Items from a dataset:
════════════════════
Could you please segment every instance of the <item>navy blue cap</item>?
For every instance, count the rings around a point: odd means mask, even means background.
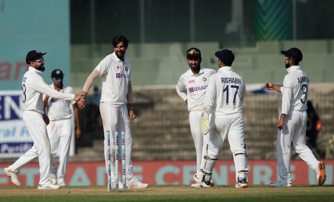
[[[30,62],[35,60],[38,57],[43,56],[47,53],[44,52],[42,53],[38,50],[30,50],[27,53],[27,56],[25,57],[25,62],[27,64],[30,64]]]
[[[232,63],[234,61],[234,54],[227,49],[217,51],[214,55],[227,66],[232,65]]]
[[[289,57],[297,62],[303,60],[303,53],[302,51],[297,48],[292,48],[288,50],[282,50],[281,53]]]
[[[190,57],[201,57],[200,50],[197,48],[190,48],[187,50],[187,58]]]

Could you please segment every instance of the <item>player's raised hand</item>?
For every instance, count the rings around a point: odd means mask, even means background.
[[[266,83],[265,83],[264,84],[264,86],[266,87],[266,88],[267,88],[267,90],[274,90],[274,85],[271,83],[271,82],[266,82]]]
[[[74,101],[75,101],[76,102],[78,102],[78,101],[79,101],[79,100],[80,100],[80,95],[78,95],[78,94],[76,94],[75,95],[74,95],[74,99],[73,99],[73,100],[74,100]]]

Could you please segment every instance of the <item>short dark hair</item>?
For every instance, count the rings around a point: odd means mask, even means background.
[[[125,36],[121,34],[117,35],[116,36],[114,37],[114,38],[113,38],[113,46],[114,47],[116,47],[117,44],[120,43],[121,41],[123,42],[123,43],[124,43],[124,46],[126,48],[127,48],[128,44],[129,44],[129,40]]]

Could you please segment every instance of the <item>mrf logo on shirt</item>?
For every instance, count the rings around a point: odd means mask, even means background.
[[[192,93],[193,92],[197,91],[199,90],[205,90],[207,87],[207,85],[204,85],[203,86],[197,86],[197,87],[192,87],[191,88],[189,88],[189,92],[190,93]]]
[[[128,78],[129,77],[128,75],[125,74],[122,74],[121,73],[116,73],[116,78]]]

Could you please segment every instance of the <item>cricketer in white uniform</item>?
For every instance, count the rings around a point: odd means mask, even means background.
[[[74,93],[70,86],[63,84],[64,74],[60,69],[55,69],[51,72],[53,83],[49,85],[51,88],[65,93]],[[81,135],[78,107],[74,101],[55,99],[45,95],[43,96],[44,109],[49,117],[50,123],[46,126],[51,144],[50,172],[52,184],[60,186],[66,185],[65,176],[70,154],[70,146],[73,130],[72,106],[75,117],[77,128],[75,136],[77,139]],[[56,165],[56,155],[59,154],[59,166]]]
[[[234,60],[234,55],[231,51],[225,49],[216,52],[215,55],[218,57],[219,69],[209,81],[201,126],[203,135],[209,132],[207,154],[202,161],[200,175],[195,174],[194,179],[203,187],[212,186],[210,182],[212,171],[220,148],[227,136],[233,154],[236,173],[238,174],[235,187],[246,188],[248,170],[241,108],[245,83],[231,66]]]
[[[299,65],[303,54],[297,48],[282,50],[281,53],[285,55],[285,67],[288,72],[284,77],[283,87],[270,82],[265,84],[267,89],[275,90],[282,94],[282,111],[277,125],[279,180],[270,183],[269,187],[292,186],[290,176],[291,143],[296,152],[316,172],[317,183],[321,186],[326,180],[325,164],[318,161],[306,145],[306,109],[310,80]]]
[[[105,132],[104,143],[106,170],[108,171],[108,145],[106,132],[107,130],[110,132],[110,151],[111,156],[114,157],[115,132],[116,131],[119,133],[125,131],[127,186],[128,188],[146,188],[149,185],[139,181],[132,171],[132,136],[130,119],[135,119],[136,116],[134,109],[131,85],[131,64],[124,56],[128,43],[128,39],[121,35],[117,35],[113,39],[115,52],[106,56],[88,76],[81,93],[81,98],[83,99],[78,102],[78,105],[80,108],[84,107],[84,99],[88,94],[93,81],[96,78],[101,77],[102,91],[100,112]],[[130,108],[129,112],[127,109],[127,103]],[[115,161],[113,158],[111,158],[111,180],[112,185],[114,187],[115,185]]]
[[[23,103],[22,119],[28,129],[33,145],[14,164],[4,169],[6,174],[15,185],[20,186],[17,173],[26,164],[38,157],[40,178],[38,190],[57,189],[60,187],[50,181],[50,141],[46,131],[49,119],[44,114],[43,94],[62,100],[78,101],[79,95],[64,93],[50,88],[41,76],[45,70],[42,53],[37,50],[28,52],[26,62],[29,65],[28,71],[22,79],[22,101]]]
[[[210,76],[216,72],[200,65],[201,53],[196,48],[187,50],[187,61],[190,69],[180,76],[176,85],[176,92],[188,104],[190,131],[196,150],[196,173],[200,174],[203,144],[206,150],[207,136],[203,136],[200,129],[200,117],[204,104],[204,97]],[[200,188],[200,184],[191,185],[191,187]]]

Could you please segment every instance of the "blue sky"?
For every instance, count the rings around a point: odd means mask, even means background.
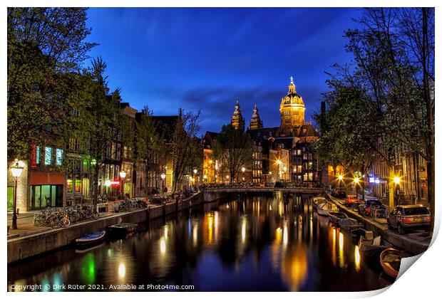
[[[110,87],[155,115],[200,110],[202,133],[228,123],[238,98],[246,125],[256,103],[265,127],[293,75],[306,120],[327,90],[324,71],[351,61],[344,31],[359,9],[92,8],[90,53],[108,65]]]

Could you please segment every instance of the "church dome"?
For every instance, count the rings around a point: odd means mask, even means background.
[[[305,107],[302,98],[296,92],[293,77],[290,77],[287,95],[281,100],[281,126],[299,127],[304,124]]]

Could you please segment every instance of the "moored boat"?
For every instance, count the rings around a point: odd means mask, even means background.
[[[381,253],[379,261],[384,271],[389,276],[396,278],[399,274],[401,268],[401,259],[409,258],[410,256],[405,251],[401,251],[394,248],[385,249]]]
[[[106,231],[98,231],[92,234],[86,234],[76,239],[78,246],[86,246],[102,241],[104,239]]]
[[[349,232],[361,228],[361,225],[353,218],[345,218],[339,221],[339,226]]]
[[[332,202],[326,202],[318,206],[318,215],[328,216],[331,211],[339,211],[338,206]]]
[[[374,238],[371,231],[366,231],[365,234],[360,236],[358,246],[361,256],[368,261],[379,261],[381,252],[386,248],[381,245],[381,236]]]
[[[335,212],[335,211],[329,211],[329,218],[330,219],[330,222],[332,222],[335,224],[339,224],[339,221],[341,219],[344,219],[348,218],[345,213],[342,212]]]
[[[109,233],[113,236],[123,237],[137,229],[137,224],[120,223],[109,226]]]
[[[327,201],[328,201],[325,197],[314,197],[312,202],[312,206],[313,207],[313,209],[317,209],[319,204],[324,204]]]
════════════════════
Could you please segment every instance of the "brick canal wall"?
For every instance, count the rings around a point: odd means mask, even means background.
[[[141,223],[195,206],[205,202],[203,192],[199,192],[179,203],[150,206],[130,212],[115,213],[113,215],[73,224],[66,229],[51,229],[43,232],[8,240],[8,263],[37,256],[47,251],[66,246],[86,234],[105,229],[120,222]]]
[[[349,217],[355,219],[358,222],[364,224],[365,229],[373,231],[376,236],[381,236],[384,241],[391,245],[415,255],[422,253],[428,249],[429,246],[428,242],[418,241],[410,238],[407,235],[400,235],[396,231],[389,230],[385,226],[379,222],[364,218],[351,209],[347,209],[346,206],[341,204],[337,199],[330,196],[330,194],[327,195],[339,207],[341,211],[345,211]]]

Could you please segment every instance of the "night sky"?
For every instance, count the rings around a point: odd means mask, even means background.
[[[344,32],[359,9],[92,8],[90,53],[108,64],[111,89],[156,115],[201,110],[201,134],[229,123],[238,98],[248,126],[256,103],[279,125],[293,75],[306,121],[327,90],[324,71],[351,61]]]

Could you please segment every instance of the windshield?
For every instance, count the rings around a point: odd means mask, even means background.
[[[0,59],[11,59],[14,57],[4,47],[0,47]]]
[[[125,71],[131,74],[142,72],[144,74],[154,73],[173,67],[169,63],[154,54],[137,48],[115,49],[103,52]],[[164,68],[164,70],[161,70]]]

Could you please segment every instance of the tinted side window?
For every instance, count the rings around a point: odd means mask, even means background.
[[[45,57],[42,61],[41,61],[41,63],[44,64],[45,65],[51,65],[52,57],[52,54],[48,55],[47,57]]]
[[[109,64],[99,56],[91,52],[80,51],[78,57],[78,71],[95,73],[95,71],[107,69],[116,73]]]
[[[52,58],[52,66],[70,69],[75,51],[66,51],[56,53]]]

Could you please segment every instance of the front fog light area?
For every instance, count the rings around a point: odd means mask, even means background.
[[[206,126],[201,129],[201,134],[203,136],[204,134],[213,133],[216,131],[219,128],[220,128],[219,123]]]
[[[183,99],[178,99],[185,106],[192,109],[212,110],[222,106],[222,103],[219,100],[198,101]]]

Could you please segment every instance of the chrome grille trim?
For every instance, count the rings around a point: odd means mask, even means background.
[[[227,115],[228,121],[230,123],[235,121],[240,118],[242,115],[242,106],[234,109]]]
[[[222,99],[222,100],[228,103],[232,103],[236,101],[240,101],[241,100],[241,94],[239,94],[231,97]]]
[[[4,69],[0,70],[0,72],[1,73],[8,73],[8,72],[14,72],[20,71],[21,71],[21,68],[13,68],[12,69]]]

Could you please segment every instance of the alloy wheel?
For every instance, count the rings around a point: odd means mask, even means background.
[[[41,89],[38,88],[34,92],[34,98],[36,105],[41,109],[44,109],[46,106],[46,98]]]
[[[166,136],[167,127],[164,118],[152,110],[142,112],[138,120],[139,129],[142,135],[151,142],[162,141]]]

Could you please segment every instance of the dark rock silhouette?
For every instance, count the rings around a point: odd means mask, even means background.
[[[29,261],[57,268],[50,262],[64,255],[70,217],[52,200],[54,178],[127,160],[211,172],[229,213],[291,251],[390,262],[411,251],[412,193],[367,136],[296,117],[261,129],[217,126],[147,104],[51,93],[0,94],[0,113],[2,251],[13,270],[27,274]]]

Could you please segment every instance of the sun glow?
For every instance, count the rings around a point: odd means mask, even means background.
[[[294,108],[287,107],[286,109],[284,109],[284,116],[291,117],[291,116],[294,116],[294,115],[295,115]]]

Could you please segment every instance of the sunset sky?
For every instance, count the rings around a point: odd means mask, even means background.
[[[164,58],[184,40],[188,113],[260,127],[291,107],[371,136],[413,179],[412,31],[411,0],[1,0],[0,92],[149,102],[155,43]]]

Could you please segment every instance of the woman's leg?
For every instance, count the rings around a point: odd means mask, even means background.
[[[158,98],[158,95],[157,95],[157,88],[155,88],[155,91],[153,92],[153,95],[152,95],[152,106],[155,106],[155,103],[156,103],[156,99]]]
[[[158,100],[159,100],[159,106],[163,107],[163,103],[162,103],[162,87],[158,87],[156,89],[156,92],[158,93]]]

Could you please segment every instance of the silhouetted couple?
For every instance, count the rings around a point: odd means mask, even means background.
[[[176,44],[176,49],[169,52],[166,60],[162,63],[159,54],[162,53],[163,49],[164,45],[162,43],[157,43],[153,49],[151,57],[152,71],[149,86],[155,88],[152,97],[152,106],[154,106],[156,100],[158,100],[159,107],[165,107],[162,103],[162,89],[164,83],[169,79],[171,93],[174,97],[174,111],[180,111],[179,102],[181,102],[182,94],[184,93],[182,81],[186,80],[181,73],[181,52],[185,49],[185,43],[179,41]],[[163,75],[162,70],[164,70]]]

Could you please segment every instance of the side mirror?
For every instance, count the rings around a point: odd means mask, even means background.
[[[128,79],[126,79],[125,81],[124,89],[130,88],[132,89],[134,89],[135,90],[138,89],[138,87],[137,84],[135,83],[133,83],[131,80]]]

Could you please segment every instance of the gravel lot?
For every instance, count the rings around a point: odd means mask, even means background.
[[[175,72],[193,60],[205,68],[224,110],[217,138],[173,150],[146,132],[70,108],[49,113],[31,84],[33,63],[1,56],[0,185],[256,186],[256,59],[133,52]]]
════════════════════
Rewrite the data from the line containing "Could you please segment every instance of the windshield?" down to the line containing "[[[0,59],[11,59],[14,57],[4,47],[0,47]]]", changing "windshield" to "windscreen" and keeping everything else the same.

**RESULT BELOW:**
Could you please segment every instance of the windscreen?
For every instance, count the rings around a point: odd means mask, even means background.
[[[0,59],[11,59],[14,57],[4,47],[0,47]]]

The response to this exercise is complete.